## INSTRUCTION
Lay out everything from the first of the lines down through the one containing "[333,220,358,242]" as a Markdown table with the columns Row and Line, skipping any blank lines.

-- START PROVIDED RECORDS --

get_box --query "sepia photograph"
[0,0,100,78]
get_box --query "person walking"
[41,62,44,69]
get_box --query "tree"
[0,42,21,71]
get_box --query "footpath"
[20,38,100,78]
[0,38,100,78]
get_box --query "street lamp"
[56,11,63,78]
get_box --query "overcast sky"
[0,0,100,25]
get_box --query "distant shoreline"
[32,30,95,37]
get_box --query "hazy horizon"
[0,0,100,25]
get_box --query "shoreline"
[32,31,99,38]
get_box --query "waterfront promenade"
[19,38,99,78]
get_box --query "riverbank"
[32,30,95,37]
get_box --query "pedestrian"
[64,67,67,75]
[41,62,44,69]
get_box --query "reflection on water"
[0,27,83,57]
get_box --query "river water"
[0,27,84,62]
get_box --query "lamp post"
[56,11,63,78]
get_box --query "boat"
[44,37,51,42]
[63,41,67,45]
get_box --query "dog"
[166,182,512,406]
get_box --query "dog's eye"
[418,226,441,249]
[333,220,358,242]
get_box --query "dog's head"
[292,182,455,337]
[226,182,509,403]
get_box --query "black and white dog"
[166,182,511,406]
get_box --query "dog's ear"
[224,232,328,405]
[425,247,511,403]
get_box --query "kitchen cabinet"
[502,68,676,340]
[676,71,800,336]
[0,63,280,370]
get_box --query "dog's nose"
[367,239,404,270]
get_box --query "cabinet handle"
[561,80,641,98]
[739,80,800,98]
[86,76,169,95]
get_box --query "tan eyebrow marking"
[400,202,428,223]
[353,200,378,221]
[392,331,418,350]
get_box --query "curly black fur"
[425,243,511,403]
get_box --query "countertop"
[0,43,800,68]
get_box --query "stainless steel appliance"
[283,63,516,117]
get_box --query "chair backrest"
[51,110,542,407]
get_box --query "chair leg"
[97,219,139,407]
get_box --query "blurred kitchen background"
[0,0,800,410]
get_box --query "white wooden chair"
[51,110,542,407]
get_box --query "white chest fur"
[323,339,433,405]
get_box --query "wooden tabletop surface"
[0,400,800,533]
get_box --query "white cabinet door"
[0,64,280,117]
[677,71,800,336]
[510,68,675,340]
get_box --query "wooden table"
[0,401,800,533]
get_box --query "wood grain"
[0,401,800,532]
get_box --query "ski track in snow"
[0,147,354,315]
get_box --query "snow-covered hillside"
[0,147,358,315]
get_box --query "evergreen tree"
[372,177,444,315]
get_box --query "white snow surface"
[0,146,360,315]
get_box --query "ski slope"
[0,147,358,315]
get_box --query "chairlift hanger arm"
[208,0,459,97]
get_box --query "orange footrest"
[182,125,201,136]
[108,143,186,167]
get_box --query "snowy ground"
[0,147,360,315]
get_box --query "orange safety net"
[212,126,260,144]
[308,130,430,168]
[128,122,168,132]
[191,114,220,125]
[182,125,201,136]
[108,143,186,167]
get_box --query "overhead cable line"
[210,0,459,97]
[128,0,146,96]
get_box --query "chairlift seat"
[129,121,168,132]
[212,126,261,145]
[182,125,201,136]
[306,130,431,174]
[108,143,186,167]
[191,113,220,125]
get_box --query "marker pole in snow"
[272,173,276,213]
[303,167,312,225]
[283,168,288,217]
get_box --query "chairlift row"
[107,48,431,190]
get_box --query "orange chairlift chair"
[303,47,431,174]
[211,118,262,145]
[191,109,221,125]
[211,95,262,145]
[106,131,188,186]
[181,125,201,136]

-- END PROVIDED RECORDS --

## ANSWER TO THE PROBLEM
| Row | Line |
|---|---|
| 1 | get_box --query "sepia photograph" |
| 2 | [0,0,100,78] |
| 3 | get_box --query "person walking" |
| 4 | [41,62,44,69] |
| 5 | get_box --query "tree" |
| 6 | [0,42,21,71] |
| 7 | get_box --query "footpath" |
| 8 | [20,38,100,78] |
| 9 | [0,38,100,78] |
| 10 | get_box --query "street lamp" |
| 11 | [56,11,63,78] |
| 12 | get_box --query "overcast sky" |
| 13 | [0,0,100,25] |
| 14 | get_box --query "distant shoreline" |
| 15 | [32,30,95,37] |
| 16 | get_box --query "hazy horizon" |
| 17 | [0,0,100,25] |
| 18 | get_box --query "shoreline" |
| 19 | [32,31,99,38] |
| 20 | get_box --query "waterfront promenade" |
| 21 | [19,38,99,78] |
| 22 | get_box --query "riverbank" |
| 23 | [32,30,95,37] |
| 24 | get_box --query "pedestrian" |
| 25 | [64,67,67,75] |
| 26 | [41,62,44,69] |
| 27 | get_box --query "reflection on water" |
| 28 | [0,27,83,57] |
| 29 | get_box --query "river water" |
| 30 | [0,27,84,62] |
| 31 | get_box --query "lamp post" |
| 32 | [56,11,63,78] |
| 33 | get_box --query "boat" |
| 34 | [44,37,51,42] |
| 35 | [63,41,67,45] |
| 36 | get_box --query "dog" |
| 37 | [166,182,512,406] |
| 38 | get_box --query "dog's eye" |
| 39 | [418,226,441,249] |
| 40 | [333,220,358,242] |